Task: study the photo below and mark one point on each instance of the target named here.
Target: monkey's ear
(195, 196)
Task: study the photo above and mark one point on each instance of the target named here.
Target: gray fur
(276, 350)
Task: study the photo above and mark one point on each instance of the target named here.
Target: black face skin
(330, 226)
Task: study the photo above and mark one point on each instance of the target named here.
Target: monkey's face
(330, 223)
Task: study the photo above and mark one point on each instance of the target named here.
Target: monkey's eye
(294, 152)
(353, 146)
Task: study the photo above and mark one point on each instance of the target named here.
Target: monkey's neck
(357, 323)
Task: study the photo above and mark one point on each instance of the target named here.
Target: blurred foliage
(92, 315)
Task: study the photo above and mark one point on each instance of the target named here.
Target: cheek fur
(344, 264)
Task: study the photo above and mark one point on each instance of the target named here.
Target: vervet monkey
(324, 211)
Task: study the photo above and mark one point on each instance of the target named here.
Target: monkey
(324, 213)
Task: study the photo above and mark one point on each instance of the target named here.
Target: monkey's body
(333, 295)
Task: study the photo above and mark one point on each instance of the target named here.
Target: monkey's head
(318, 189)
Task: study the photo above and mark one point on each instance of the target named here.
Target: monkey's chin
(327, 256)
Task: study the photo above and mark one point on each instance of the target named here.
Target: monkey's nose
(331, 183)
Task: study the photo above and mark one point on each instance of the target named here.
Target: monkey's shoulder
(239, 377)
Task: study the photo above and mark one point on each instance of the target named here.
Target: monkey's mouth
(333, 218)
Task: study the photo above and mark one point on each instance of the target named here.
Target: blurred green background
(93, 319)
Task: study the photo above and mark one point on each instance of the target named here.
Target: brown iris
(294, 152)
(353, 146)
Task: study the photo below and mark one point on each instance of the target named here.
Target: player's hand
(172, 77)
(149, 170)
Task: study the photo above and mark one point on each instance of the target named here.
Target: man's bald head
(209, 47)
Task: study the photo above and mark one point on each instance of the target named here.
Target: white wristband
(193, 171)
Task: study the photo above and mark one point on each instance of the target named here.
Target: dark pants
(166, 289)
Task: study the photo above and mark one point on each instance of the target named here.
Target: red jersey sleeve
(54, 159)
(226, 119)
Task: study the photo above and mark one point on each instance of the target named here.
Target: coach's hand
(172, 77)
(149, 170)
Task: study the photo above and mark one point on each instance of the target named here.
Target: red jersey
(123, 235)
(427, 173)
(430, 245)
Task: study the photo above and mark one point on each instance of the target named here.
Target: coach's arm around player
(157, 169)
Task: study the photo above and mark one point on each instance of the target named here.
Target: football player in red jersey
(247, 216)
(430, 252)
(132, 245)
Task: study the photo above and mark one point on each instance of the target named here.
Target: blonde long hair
◆ ◆ ◆ ◆ ◆
Written exercise:
Pull out each line of the material above that contains the word "coach", and copy those lines as they appear.

Response:
Target: coach's hand
Target: coach's arm around player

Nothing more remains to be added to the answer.